SOURCE DOCUMENT:

Pilot Energy 05/26/2026 Case Studies
8 min read
Case Study

Three utilities, one engagement: ~$2.3M in annual savings across 40+ national apparel sites

Power-only procurement leaves money on the table for businesses with material gas and water spend. A national apparel retailer brought all three utilities — plus renewables advisory — into a single engagement, and the breadth of scope drove the recovery.

$4.5–5M

Annual utility spend

~$2.3M

Annual savings

40+

Sites

3 + 1

Utilities + renewables

What was happening before Pilot

The pattern across the portfolio fit a common profile for retail businesses where energy isn't a strategic focus:

  • Default utility tariffs on power at most sites — no competitive procurement strategy, no portfolio aggregation, contracts running at retail rates with no scrutiny
  • Default utility supply on gas — substantial markup over wholesale across HVAC and water heating load
  • Water bills paid without audit — sewer charges calculated as a flat percentage of water consumption, regardless of how much water actually entered the sewer; tariff classifications inherited and never validated
  • Renewables on the agenda, off the timeline — corporate sustainability commitments existed; the implementation framework didn't
  • No portfolio view — utility spend was a line item in the financials, not a managed function

For a 40-site portfolio with $4.5–5M in spend, the cumulative inefficiency was substantial. The first audit alone revealed material recoverable value across multiple categories — much of it through corrections that didn't require any operational change.

What Pilot did

A comprehensive utility engagement across four coordinated workstreams. The breadth was deliberate — recoveries in any one category alone would have been meaningful, but together the workstreams compounded.

EXCERPTED RECORDS:
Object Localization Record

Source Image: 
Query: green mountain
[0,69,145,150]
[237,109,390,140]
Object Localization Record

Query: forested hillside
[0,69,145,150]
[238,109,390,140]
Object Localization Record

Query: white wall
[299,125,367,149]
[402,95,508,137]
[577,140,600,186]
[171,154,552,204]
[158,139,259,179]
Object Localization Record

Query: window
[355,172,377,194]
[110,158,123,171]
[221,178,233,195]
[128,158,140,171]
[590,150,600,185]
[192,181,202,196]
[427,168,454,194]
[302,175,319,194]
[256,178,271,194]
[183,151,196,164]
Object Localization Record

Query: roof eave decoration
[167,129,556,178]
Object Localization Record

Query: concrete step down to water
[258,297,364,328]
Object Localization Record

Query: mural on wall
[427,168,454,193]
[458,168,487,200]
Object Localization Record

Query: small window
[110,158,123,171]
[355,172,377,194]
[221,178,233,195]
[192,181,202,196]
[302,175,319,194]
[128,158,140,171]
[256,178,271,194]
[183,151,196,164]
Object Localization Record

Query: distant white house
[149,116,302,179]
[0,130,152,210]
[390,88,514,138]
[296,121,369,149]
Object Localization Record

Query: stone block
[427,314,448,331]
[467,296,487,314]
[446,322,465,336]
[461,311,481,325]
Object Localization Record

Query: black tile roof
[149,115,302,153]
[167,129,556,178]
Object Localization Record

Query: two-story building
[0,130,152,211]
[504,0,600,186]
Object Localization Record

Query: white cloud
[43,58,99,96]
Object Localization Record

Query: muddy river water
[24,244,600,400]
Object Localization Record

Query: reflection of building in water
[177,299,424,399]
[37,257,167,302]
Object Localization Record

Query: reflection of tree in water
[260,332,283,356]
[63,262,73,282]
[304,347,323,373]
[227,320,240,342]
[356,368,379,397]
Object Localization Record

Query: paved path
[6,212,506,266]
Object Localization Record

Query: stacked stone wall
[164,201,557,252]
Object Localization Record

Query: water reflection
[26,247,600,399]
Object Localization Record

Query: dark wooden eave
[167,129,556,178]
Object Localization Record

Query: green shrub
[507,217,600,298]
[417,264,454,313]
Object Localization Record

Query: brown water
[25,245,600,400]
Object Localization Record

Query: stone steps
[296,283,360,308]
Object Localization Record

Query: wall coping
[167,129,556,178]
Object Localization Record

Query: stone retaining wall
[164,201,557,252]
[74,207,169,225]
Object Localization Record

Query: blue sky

EXERCISE INSTRUCTIONS:
- A) According to the case study, how were sewer charges calculated before Pilot's engagement?
- B) Write out the records from their first line through the line containing "[158,139,259,179]", both ends included. Copy each line unchanged except for the bounding-box coordinates, each of which should be shifted by -121.

SOLVED TASKS:
- A) They were calculated as a flat percentage of water consumption, regardless of how much water actually entered the sewer.

- B)
Object Localization Record

Source Image: 
Query: green mountain
[-121,-52,24,29]
[116,-12,269,19]
Object Localization Record

Query: forested hillside
[-121,-52,24,29]
[117,-12,269,19]
Object Localization Record

Query: white wall
[178,4,246,28]
[281,-26,387,16]
[456,19,479,65]
[50,33,431,83]
[37,18,138,58]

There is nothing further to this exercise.